— Excerpted passage —

((

Pearly Gates is a very important man, in his own eyes. He has been the Mayor of a small north Otago town for some years, and at the beginning of the book he is considering running for a third term. He was almost an All Black. He runs a successful independent real estate business. But all is not well with this picture.
Pearly Gates is a study in white male privilege, Pearly (nickname since childhood for Pat Gates) is gently sexist, gently snobbish, and only does service or favours for the benefits it will bring him. He is judgemental and critical of most of those around him. He is suspicious of new things and confident in his own views of the world. He doesn’t know why his brother, Richie, doesn’t admire him more for his achievements, while also, puzzlingly to himself, gently begrudges his brother his life on the family farm and his good relationship with his son.
Pearly considers himself a success: “He found his own life of unfailing interest and accepted that it might well be instructive for other people to be informed concerning it.” He believes he handles things deftly and fairly, and when things go slightly awry, he always has a view that will put others at fault. His relationship with his son, Kevin, however is a worry, living in Auckland and only contacting Pearly and his wife, Helen, when needing money. But the reader only gets Pearly’s disgruntled and feeling-a-lack-of-gratitude angle on the relationship, and there is enough hinted at to imagine there would be a whole other side to the story if we were to hear Kevin’s voice. Pearly’s relationship with his daughter and her family however is perfect – they are on the other side of the world living in Wales.

))

— Record set —
((

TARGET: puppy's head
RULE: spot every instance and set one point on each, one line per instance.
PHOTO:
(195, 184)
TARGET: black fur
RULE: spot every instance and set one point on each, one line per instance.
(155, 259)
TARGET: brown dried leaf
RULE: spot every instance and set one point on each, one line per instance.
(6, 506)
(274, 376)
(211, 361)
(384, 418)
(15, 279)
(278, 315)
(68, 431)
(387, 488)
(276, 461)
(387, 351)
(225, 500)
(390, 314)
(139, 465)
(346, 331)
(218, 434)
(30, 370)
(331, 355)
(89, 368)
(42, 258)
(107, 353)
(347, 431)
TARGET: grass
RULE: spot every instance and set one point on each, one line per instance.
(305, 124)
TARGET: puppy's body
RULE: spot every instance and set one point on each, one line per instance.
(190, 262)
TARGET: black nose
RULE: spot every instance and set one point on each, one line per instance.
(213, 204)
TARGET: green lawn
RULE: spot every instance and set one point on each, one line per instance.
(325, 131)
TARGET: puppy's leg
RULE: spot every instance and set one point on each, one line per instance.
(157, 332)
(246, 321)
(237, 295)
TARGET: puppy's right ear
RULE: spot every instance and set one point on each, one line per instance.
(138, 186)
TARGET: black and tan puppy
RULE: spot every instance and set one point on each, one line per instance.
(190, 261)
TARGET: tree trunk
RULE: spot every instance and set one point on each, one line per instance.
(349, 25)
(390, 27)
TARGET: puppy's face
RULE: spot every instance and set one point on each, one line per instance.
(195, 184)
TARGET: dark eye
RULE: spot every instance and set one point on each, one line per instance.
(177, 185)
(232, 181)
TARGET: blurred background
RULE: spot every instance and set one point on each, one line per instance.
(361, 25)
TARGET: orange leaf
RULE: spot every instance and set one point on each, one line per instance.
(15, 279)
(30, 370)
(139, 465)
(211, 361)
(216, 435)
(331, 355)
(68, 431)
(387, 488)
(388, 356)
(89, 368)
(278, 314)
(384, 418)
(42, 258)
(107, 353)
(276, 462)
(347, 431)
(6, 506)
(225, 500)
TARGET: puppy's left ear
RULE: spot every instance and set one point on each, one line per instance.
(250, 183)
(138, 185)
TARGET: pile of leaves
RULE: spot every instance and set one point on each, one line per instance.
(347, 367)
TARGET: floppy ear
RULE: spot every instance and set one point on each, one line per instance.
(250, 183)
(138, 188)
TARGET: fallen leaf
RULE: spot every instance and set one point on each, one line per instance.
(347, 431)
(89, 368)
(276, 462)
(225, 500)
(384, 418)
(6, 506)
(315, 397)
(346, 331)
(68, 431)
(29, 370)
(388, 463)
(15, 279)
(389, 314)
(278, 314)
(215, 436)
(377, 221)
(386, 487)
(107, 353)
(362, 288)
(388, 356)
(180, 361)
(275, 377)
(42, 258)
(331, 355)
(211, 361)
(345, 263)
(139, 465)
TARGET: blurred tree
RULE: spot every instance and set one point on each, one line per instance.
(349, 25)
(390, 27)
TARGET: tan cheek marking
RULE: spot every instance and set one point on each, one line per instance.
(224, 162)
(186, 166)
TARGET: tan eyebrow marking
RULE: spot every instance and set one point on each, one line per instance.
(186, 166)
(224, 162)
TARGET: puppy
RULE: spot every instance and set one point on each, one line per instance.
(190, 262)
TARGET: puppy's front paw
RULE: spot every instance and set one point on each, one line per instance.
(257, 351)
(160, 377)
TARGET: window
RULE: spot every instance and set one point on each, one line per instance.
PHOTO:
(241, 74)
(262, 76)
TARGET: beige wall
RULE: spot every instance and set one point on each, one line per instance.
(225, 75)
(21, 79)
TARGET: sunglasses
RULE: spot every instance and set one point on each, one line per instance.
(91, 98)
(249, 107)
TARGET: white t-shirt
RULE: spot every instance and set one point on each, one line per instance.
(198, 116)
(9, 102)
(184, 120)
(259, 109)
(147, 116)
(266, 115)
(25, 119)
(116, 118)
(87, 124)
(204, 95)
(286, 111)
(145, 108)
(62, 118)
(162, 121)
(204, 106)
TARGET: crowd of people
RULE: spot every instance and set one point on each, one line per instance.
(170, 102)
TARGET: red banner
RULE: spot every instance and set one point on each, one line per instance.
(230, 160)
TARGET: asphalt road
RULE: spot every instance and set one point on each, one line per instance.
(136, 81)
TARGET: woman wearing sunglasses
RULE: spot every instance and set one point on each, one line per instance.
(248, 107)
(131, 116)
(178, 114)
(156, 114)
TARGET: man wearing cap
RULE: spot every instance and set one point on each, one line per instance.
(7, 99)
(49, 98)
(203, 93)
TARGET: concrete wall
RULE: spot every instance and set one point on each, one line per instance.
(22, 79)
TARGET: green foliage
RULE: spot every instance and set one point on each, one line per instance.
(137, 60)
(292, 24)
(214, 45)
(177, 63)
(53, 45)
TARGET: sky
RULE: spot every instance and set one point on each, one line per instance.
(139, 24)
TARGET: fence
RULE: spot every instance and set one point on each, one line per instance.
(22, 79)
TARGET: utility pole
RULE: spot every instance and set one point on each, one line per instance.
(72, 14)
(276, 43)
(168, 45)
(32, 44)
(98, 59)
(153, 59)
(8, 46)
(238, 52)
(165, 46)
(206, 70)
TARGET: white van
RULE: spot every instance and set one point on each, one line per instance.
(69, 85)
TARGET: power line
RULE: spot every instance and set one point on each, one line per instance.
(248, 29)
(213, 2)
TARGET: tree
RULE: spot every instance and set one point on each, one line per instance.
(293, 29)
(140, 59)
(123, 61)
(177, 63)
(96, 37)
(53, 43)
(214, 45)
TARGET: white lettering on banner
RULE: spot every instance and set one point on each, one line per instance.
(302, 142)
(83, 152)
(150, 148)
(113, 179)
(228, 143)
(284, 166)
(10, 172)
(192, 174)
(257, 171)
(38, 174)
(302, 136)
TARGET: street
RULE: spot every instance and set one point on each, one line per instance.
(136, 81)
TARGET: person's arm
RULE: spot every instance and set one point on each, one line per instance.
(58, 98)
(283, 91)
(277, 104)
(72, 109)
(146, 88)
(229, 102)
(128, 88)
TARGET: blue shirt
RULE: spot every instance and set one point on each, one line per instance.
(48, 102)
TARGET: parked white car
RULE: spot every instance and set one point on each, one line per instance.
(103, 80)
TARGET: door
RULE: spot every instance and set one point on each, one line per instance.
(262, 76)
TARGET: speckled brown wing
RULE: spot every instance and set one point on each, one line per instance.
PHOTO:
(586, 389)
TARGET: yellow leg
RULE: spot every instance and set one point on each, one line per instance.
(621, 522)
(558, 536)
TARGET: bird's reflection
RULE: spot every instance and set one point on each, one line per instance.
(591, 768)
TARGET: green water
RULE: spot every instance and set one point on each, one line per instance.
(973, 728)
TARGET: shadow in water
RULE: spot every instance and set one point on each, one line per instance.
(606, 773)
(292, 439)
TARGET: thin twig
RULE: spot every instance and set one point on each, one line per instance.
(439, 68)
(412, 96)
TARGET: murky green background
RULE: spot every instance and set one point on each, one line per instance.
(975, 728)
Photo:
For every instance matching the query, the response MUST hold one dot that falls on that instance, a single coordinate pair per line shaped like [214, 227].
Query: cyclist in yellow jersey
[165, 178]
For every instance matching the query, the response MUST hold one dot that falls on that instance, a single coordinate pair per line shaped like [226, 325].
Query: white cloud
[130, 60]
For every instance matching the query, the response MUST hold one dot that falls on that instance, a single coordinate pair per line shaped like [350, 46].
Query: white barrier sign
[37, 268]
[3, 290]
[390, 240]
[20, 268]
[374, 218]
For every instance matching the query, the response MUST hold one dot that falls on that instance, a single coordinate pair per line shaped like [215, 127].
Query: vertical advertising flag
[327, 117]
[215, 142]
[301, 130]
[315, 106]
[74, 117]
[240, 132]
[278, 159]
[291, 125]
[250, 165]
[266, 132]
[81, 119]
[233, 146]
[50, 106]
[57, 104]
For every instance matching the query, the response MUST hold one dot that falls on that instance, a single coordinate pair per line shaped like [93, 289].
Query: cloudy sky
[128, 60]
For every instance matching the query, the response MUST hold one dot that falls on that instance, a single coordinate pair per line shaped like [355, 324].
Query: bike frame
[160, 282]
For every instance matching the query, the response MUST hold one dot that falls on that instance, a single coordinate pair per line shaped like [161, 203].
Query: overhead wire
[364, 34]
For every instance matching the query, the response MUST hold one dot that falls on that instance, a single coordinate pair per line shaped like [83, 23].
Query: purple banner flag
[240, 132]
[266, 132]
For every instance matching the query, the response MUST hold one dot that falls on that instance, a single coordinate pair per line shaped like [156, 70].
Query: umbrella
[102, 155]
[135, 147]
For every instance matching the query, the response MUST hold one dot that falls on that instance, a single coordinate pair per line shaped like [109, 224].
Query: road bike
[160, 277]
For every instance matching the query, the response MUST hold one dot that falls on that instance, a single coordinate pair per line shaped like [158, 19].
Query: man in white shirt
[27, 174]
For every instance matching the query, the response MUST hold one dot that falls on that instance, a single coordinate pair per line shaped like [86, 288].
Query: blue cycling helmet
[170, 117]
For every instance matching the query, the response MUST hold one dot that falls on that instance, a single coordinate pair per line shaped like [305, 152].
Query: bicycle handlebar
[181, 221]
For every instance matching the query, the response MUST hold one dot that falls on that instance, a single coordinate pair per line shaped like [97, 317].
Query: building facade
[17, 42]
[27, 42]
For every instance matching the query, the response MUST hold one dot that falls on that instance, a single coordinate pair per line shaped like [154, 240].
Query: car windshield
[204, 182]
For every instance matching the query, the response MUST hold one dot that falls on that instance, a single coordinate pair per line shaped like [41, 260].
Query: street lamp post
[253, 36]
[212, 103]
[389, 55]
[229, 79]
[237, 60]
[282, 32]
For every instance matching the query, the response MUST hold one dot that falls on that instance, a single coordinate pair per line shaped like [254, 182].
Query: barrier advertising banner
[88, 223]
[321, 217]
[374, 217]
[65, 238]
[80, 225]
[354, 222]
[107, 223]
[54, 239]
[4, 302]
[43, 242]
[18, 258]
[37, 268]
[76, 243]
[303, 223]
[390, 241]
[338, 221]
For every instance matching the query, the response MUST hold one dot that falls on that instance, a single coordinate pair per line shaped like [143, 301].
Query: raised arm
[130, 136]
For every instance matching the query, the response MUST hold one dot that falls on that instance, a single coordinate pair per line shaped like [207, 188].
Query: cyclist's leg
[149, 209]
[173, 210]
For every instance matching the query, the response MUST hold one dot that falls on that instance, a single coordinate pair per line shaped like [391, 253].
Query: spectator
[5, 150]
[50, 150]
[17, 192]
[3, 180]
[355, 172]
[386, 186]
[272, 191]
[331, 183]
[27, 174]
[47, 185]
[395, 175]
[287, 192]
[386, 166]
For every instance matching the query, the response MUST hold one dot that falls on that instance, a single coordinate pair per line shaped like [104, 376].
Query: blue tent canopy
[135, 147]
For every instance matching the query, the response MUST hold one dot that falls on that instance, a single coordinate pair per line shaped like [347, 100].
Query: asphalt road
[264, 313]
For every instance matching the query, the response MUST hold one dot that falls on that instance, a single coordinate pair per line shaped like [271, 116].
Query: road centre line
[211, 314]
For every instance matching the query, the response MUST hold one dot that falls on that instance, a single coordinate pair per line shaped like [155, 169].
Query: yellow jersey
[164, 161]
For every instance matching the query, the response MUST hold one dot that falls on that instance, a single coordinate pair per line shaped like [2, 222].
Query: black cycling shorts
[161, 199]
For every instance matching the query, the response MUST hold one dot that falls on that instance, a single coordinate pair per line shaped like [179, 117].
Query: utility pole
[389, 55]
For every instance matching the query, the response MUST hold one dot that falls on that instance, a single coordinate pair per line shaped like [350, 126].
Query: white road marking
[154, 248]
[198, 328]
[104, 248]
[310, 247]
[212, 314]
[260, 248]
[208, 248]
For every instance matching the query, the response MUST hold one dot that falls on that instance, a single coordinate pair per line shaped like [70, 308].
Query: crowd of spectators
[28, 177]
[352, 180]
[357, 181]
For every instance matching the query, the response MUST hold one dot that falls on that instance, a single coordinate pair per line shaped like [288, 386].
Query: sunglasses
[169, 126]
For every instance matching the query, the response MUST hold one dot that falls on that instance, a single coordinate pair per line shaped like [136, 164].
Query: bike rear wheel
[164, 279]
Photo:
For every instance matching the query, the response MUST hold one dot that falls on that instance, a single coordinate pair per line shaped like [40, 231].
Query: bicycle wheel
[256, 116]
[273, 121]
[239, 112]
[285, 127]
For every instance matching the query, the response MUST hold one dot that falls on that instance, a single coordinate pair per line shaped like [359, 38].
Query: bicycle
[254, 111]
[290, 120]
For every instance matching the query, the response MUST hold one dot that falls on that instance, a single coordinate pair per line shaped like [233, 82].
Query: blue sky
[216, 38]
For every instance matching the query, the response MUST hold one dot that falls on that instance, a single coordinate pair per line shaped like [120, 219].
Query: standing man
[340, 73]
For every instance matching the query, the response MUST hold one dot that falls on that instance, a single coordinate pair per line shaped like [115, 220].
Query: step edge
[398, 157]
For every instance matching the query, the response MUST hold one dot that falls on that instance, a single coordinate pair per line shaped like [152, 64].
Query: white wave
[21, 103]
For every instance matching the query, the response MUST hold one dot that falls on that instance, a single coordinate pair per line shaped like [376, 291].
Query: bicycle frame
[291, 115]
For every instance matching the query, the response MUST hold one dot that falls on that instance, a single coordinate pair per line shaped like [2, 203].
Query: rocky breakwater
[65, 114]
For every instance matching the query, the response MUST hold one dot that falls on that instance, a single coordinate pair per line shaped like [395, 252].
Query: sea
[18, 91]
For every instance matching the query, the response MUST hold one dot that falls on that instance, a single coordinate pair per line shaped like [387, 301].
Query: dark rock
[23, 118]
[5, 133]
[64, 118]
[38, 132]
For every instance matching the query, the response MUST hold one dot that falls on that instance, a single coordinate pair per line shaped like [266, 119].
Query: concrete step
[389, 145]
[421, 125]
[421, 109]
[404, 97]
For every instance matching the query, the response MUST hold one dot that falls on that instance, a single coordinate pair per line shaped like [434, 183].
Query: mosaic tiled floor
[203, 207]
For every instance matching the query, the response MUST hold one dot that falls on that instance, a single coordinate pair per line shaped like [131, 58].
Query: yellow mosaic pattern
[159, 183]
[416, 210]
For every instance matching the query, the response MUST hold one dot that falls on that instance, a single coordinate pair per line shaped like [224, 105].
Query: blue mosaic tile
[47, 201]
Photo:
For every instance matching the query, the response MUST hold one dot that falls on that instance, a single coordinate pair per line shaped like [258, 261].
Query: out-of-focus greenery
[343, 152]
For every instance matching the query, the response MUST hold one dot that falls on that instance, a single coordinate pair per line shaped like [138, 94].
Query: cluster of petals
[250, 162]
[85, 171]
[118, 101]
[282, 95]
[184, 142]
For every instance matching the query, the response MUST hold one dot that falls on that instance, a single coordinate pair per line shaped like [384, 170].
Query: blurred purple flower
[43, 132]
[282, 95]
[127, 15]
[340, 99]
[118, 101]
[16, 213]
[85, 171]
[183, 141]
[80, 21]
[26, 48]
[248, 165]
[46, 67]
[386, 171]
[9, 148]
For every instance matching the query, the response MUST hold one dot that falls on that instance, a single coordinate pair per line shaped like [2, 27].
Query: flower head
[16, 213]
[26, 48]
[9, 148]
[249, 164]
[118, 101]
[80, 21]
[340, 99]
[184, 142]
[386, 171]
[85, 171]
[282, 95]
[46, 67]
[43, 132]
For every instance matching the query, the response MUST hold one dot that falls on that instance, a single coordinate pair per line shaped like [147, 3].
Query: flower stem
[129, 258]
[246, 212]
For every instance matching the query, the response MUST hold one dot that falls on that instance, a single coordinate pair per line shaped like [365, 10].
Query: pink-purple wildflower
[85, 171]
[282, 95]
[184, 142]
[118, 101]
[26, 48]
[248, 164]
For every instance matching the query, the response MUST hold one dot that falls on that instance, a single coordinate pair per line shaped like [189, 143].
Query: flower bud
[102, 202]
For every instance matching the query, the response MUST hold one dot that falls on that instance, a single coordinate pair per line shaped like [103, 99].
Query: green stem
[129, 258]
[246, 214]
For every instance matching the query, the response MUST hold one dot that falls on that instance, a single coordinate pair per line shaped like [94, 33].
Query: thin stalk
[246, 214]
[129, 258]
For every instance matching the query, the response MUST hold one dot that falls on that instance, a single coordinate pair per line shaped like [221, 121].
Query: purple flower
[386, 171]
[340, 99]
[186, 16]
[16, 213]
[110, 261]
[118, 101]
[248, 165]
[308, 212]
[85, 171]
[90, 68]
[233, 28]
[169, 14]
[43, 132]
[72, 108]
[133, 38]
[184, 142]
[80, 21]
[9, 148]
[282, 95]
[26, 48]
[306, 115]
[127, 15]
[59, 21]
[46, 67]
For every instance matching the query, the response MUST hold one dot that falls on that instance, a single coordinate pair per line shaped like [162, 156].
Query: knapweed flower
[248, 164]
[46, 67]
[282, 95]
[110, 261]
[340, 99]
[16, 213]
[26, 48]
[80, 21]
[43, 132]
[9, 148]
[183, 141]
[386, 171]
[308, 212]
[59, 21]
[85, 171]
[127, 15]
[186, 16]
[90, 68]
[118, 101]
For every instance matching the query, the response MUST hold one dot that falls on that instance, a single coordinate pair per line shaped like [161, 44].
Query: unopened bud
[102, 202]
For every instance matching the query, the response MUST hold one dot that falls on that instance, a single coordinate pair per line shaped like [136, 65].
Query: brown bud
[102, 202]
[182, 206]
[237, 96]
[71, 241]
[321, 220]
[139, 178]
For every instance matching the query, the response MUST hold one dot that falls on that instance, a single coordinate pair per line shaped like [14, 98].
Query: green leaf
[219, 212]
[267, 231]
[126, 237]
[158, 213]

))

— List of tasks —
1. In the text about Pearly Gates, where do Pearly's daughter and her family live?
2. Switch "Kevin" to "Kieran" and write out the text about Pearly Gates from "Pearly considers himself" to "living in Wales." with that change.
3. Resume the text about Pearly Gates after its final sentence.
The records play no part in what is asked here.

— Results for each task —
1. They live in Wales.

2.
Pearly considers himself a success: “He found his own life of unfailing interest and accepted that it might well be instructive for other people to be informed concerning it.” He believes he handles things deftly and fairly, and when things go slightly awry, he always has a view that will put others at fault. His relationship with his son, Kieran, however is a worry, living in Auckland and only contacting Pearly and his wife, Helen, when needing money. But the reader only gets Pearly’s disgruntled and feeling-a-lack-of-gratitude angle on the relationship, and there is enough hinted at to imagine there would be a whole other side to the story if we were to hear Kieran’s voice. Pearly’s relationship with his daughter and her family however is perfect – they are on the other side of the world living in Wales.

3.
Another slight irritation for Pearly is that there is another likely candidate for the mayoralty, Philip, his deputy. Philip is younger greener and has a following. And Pearly’s decision to do something to ensure his own victory starts his own trajectory of assured primacy on a wonky course. Annoyances start building up: His knowledge of how he won the election, the arrival of Andrew, another high achiever (but in Pearly’s eyes a lesser man) to the local school reunion, Pearly’s life is starting to be punctuated with acquaintances’ illnesses and deaths, and a series of anonymous and abusive phone calls starts, which seem to find Pearly wherever he is.
Pearly’s wife, Helen, is his sounding board, and increasingly her responses to his concerns are quire cutting, reminding him he is just the part-time Mayor of a “tin-pot small-town”. Pearly wonders longingly about his Father’s love letters his Mum kept, but he doesn’t consider such things relevant to his relationship with Helen, admitting “he had protected himself with a semi-facetious mode and the emphasis on the outer life”. Helen is planning on going back to work as a nurse at the local hospital, and with Pearly’s gently patronising manner, I was hoping she would gently take off with her best friend, Alison.
Another support for Pearly’s ego is Gumbo, another childhood friend, who is faithful to a fault, and who is kept by Pearly as both support and a show of class magnanimity, Gumbo being a groundskeeper at a primary school. And it is Gumbo who is at the heart of an event at the school reunion which the novel slowly builds to, an event that forces Pearly to be somewhat more self-aware. Aiding this moderate re-evaluation is Andrew, who, not being quite the person Pearly had remembered from school, surprisingly becomes Pearly’s ‘confessor’.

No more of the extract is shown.